Kaynak Metin:
Bunların yüzlercesini saymak mümkün fakat değerli arkadaşlarım, bu kontrolsüz güç, kendi içerisinde denge ve denetim kabiliyetini kaybetmiş olan güç, bumerang gibi, günü geliyor size de vuruyor. Deniz Feneri davasında hallettiniz; zülfüyâre dokunduğu için, içeriye alınmış yandaşlarınızı kurtarabilmek için savcıyı aldınız, soruşturmayı yapan savcıyı soruşturdunuz, sahtecilik işleri ile asrın merhamet dolandırıcılığını yaptığı bir Alman mahkemesi kararıyla ortaya çıkmış kişileri dört duvardan kurtardınız; şimdi, bu soruşturmayı yapan savcıları oraya gönderiyorsunuz. Değerli arkadaşlarım, böyle bir olay olabilir mi? Ben şahsen bu soruşturmayı yürüten savcıları tanıyorum, onları soruşturanları da tanıyorum ve yapılan işin de akla, mantığa uygun bir tarafını bulamıyorum ve bu ziyan olan akla da bu Meclisin bir çare bulması gerektiğini düşünüyorum.

Görev:
Metinde, denge ve denetim kabiliyetini kaybetmiş kontrolsüz güç neye benzetilmektedir? Yalnızca metinde yazanlardan yararlanın.

Derlenen Malzeme:
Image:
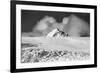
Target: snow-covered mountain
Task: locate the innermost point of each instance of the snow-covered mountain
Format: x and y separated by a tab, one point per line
57	33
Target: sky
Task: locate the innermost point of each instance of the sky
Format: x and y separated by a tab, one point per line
29	18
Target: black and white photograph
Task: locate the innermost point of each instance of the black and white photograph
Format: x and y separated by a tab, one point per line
54	36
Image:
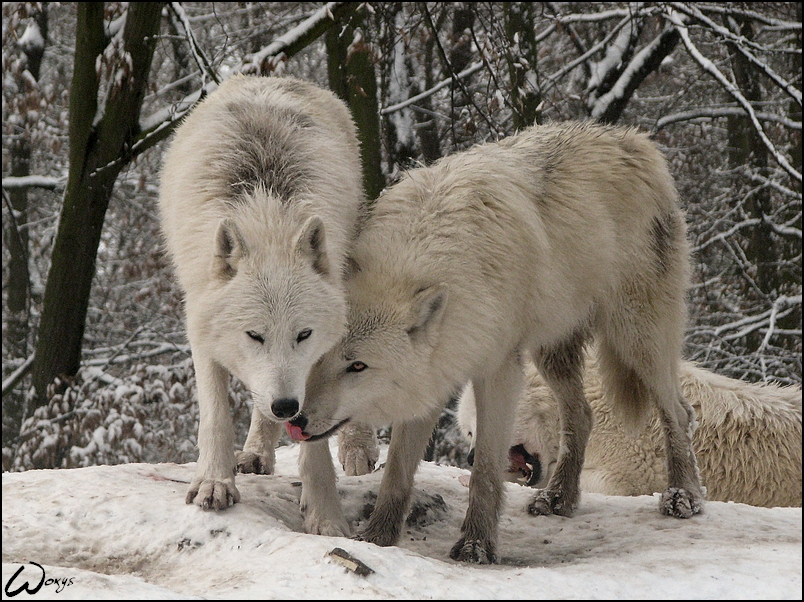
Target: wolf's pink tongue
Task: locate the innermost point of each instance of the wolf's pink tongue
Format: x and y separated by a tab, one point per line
295	432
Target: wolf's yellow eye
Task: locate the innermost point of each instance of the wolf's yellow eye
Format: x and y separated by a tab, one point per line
255	336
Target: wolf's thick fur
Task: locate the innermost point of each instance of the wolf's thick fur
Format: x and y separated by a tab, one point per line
259	200
748	440
530	244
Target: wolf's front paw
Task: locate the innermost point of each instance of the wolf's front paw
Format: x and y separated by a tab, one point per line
474	551
680	503
358	450
548	502
382	535
357	460
214	494
249	462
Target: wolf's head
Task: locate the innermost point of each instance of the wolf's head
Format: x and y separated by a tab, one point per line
380	372
275	306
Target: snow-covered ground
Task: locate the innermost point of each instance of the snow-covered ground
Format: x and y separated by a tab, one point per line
125	532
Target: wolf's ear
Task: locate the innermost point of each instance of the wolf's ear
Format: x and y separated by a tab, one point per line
312	244
229	249
427	313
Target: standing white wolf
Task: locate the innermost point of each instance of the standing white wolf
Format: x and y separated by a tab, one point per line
534	243
260	195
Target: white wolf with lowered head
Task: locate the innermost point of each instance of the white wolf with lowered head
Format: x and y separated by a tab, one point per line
260	195
532	244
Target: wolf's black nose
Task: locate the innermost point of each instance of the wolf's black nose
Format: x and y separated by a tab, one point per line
285	408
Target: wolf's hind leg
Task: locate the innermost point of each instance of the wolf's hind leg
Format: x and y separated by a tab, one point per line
259	452
562	368
358	450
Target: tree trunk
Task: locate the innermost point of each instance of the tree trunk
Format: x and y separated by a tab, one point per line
97	154
747	149
350	67
16	236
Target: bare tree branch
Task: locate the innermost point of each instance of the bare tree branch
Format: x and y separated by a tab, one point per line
710	68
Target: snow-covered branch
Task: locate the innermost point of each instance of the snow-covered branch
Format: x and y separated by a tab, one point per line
158	126
714	113
645	61
732	89
183	25
473	68
739	42
46	182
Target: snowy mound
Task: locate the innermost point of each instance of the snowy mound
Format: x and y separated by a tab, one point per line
125	532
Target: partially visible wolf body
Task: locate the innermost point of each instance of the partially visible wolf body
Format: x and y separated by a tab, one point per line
747	443
260	195
533	243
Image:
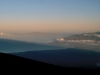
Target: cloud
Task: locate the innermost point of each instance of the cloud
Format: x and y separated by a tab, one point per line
2	34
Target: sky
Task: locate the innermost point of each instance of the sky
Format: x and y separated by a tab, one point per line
61	16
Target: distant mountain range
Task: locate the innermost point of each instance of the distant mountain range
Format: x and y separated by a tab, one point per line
84	40
9	46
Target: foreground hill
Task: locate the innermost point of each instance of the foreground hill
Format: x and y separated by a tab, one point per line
12	62
65	57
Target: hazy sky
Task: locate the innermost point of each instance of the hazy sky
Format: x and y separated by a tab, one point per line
49	15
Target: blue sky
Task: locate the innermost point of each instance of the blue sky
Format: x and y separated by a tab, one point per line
50	11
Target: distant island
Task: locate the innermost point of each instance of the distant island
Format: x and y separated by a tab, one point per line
84	41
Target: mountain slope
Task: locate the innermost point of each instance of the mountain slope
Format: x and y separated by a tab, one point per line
67	57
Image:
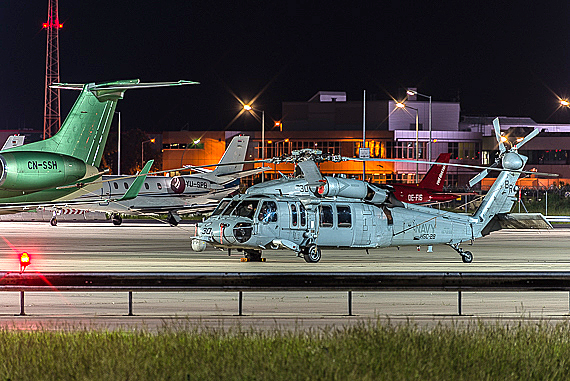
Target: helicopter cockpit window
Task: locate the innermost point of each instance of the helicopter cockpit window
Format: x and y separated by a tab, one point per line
230	208
246	208
293	215
221	206
344	217
326	216
268	212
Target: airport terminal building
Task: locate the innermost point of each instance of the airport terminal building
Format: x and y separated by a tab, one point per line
332	123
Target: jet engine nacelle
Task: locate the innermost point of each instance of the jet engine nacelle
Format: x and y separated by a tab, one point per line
33	171
351	188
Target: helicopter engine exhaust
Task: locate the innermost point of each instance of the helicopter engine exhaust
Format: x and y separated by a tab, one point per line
351	188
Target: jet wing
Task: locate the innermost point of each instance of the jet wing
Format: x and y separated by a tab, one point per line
138	183
233	176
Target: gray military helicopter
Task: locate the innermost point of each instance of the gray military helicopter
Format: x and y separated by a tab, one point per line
308	212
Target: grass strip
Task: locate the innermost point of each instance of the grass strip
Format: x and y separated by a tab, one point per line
368	351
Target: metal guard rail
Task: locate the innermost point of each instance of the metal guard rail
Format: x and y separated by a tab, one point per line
292	281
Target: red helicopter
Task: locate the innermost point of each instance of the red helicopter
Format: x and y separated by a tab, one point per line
430	189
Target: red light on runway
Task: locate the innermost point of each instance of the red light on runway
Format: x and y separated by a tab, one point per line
24	261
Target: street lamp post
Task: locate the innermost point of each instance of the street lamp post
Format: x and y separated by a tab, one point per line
404	106
250	109
142	150
414	92
119	144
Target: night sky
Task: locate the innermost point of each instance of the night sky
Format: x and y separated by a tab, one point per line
496	58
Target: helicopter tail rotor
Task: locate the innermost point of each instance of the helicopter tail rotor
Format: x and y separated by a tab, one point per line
509	158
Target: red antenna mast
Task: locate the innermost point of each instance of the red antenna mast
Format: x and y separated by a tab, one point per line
52	119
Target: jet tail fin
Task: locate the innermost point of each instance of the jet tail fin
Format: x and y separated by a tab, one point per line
136	186
235	152
84	132
435	178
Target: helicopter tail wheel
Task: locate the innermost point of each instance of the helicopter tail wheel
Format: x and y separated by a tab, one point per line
312	254
117	219
252	256
466	257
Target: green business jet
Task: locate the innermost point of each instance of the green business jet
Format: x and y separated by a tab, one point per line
60	168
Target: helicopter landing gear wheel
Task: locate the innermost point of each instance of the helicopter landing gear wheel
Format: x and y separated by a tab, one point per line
466	257
117	219
253	256
312	254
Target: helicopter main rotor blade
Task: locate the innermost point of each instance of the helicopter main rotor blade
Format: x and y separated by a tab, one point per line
456	165
497	129
534	132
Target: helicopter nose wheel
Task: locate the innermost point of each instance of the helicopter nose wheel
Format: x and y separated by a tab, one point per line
312	253
252	256
466	257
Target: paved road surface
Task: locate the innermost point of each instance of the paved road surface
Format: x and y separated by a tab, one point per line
148	246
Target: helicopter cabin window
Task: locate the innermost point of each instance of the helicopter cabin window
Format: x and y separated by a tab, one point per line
221	206
293	215
230	208
303	215
246	208
326	216
344	217
268	212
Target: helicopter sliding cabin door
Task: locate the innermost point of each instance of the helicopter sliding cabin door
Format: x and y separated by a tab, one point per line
297	221
335	225
268	219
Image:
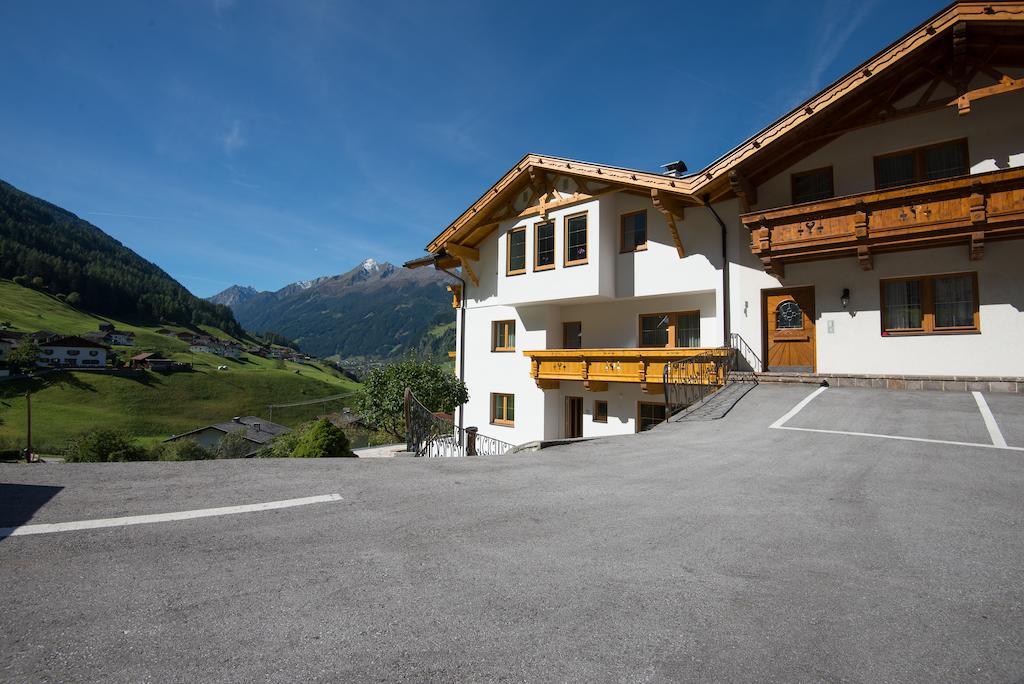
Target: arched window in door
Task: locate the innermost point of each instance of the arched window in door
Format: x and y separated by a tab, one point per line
788	315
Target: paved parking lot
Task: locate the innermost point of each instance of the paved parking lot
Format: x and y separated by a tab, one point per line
719	550
958	418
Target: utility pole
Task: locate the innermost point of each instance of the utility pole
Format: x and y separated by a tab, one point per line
28	408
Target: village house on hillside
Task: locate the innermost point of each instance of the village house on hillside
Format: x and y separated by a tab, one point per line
72	351
110	335
258	432
872	231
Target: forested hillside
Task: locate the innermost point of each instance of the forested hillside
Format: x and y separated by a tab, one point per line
375	310
52	250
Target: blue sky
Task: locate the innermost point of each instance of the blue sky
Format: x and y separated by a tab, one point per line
264	142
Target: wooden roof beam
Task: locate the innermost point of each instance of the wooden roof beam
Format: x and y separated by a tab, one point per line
672	209
744	189
463	252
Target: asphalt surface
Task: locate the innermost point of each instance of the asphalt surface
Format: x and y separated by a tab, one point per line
702	551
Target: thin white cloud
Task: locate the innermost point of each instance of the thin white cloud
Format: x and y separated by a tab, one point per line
840	19
233	139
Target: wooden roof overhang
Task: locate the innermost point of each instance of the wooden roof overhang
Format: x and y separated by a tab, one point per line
950	48
535	174
954	45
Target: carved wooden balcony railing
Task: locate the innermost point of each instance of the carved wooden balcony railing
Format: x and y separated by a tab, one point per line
596	368
967	210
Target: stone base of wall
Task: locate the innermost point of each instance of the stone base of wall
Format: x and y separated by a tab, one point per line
1012	385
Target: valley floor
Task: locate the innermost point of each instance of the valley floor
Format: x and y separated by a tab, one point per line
715	551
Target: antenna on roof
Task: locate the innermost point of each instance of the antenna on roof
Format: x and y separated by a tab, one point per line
677	169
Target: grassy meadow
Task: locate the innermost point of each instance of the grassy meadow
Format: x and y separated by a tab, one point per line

Doğru Yanıt:
Bumeranga benzetilmektedir.